::: ROWS

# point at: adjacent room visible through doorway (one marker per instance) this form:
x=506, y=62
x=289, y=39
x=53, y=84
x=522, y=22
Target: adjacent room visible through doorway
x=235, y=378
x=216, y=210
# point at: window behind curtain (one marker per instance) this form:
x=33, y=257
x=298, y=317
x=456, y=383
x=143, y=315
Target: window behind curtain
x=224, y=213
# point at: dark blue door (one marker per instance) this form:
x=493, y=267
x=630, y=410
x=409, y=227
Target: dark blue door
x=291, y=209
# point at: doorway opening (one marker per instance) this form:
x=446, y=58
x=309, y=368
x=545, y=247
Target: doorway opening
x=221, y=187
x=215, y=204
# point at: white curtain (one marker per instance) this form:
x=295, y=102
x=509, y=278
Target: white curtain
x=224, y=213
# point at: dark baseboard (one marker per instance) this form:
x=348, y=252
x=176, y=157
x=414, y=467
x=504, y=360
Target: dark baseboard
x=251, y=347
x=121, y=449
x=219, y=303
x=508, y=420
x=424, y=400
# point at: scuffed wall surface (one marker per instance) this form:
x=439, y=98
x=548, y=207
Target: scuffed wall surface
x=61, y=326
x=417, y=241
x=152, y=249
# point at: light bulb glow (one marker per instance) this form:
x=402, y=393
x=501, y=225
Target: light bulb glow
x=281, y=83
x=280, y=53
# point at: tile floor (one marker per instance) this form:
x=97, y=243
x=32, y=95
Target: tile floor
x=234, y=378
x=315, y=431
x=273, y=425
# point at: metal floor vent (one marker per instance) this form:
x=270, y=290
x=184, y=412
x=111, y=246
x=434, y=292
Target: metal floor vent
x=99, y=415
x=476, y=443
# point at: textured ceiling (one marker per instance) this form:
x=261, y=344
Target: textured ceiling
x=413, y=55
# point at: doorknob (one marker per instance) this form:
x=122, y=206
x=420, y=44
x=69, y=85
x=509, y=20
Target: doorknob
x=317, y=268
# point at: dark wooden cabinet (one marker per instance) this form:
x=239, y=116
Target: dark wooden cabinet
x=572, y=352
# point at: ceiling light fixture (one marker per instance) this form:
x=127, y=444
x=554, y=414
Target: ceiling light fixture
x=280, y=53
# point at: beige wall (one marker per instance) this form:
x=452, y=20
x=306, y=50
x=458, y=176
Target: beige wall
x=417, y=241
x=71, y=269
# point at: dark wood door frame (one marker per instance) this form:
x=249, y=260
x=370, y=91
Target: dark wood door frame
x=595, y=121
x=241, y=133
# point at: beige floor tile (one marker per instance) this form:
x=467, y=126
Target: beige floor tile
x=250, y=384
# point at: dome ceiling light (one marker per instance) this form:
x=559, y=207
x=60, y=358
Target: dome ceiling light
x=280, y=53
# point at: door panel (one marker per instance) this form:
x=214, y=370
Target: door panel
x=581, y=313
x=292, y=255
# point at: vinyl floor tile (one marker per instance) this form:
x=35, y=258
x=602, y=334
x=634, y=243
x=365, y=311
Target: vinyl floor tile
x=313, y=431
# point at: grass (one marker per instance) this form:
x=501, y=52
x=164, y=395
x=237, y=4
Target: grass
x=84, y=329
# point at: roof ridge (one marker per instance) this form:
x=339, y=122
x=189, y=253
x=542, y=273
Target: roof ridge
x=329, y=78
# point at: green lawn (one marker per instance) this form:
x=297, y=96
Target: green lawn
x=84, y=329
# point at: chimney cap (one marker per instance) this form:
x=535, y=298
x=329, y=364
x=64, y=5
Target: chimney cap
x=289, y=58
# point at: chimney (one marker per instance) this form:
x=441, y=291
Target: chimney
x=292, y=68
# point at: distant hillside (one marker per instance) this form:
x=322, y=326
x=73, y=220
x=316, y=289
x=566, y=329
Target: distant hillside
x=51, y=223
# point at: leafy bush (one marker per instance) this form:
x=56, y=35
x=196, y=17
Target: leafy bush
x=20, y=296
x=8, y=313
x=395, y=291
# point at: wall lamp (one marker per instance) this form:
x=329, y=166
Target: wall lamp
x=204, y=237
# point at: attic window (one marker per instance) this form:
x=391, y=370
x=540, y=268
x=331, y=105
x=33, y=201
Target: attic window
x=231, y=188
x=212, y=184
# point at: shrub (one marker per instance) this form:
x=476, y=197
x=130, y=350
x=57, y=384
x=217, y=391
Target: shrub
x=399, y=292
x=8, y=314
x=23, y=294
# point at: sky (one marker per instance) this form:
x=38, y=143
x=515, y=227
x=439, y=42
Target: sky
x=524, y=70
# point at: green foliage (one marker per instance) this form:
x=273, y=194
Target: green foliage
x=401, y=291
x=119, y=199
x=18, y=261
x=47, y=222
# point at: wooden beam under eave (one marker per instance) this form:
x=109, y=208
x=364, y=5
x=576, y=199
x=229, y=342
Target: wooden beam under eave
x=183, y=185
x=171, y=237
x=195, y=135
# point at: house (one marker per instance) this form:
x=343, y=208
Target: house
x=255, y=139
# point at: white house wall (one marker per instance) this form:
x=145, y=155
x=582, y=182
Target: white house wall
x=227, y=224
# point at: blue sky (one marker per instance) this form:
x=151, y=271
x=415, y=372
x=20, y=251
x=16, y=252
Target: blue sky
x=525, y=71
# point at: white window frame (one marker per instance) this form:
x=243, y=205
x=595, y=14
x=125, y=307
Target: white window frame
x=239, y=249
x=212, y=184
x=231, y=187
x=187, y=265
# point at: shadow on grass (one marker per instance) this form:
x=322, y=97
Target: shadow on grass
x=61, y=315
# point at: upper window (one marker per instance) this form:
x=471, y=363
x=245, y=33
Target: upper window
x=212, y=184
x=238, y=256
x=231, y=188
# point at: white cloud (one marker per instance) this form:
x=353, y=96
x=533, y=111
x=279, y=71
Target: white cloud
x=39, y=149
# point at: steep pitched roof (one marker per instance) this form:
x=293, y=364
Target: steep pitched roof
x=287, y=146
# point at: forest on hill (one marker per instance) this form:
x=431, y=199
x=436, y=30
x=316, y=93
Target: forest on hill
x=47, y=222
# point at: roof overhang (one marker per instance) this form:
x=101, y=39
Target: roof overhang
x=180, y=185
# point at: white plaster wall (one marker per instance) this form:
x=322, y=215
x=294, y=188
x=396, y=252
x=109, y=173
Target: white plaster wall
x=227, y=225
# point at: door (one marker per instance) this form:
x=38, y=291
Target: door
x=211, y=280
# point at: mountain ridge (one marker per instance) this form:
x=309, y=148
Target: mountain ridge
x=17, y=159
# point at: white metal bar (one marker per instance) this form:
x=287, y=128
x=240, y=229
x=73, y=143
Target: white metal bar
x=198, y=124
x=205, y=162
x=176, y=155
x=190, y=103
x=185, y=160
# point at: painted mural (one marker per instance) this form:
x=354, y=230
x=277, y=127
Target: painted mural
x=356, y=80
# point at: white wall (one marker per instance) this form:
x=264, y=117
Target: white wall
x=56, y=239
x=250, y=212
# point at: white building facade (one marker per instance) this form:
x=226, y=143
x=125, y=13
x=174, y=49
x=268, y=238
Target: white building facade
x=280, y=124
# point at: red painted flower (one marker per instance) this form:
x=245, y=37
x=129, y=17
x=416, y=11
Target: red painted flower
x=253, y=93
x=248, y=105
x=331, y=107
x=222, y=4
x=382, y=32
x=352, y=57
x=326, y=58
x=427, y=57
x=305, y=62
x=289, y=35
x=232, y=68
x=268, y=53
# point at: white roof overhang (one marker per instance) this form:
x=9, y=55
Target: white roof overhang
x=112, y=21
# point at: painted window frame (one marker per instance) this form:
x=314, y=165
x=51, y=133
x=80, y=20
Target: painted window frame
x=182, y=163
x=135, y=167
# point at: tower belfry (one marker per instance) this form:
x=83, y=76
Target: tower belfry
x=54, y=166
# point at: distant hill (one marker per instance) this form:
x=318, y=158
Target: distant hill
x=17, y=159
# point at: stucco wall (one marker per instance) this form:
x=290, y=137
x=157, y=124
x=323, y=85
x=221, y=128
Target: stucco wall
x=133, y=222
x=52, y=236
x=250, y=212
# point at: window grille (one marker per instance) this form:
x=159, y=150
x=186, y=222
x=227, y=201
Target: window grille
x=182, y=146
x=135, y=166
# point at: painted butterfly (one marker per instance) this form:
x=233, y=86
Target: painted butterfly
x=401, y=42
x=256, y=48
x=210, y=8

::::::

§ PROBLEM TO SOLVE: Render the records from the line with "# point at: steep" up to and including the line with "x=211, y=280" as a JSON list of strings, one string per line, with any blank lines left out.

§ RESPONSE TO THE EXERCISE:
[
  "# point at: steep pitched roof (one marker per instance) this form:",
  "x=293, y=364",
  "Target: steep pitched roof",
  "x=287, y=146",
  "# point at: forest on hill (one marker per instance) this form:",
  "x=431, y=199",
  "x=436, y=30",
  "x=316, y=93",
  "Target: forest on hill",
  "x=47, y=222",
  "# point at: roof overhang (one marker per instance) this form:",
  "x=101, y=39",
  "Target: roof overhang",
  "x=180, y=185",
  "# point at: white plaster wall (one marker per instance) this form:",
  "x=322, y=215",
  "x=294, y=188",
  "x=396, y=252",
  "x=109, y=173",
  "Target: white plaster wall",
  "x=227, y=225",
  "# point at: door (one marker per instance) this form:",
  "x=38, y=291",
  "Target: door",
  "x=211, y=280"
]